### Material provided:
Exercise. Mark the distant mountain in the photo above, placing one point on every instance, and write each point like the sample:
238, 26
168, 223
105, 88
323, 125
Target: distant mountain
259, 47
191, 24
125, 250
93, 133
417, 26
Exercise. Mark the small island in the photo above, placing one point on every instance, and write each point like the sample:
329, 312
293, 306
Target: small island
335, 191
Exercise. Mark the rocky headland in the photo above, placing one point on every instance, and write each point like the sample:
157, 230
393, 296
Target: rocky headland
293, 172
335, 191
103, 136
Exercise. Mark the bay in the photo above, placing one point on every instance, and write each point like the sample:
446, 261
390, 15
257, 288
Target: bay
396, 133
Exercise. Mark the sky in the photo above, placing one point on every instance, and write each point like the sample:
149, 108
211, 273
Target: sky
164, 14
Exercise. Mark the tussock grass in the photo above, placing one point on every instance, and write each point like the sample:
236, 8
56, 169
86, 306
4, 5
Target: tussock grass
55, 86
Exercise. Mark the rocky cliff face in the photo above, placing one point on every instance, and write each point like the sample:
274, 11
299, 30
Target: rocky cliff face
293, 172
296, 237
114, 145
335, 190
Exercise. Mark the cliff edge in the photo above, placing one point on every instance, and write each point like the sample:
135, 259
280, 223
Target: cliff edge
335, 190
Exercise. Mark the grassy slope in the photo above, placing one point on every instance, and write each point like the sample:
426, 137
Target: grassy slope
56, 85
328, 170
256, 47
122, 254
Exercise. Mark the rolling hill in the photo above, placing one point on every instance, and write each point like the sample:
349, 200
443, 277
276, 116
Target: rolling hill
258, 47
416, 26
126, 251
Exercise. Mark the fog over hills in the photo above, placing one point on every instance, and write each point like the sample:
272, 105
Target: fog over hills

### Task details:
Repeat only what runs from the line holding "Exercise. Mark the rocky headland" to the end of the data, keeping every line exactly as written, first and last included.

### Written response:
Exercise. Mark the rocky headland in the photo above, placing one point on every instance, and write each point like the sample:
157, 230
393, 296
Target: rocky headland
293, 172
335, 191
103, 136
Exercise. Mark the bay in the photo above, placing one point on every instance, and write each point like the sample:
446, 261
390, 15
257, 288
Target: bay
396, 133
Exercise. Mark the sky in the photo above, placing one point on every instance, and write each point like the sample:
149, 108
211, 273
Target: sky
164, 14
Exercise. Mark the tussock grass in the photo above, placing one point on every instance, and write each point like the sample:
236, 8
56, 169
86, 306
4, 5
Target: tussock grass
55, 86
Exercise. Mark the rocky cliff face in the photo above, placing one point on every instance, and write each point like the sample:
274, 11
299, 30
Target: rocky cliff face
293, 172
296, 237
114, 145
335, 190
Exercise. Mark the cliff edge in the photo above, placing one point on every instance, and write each point like the sample:
135, 259
280, 223
Target: cliff edge
335, 190
Exercise. Mark the grassy slope in the photo above, placing one point on every instance, and write each point like the sample:
426, 137
Target: grassy slope
56, 85
328, 170
256, 47
122, 254
Exercise. Mark the rolling hill in the photo above, placing one point on every instance, and write each point like the sample:
349, 200
443, 277
276, 116
Target: rolling hill
258, 47
416, 26
126, 251
Exercise. Mark the fog over hills in the photo above, placing one point on every instance, and write each point like the sample:
272, 105
Target: fog over hills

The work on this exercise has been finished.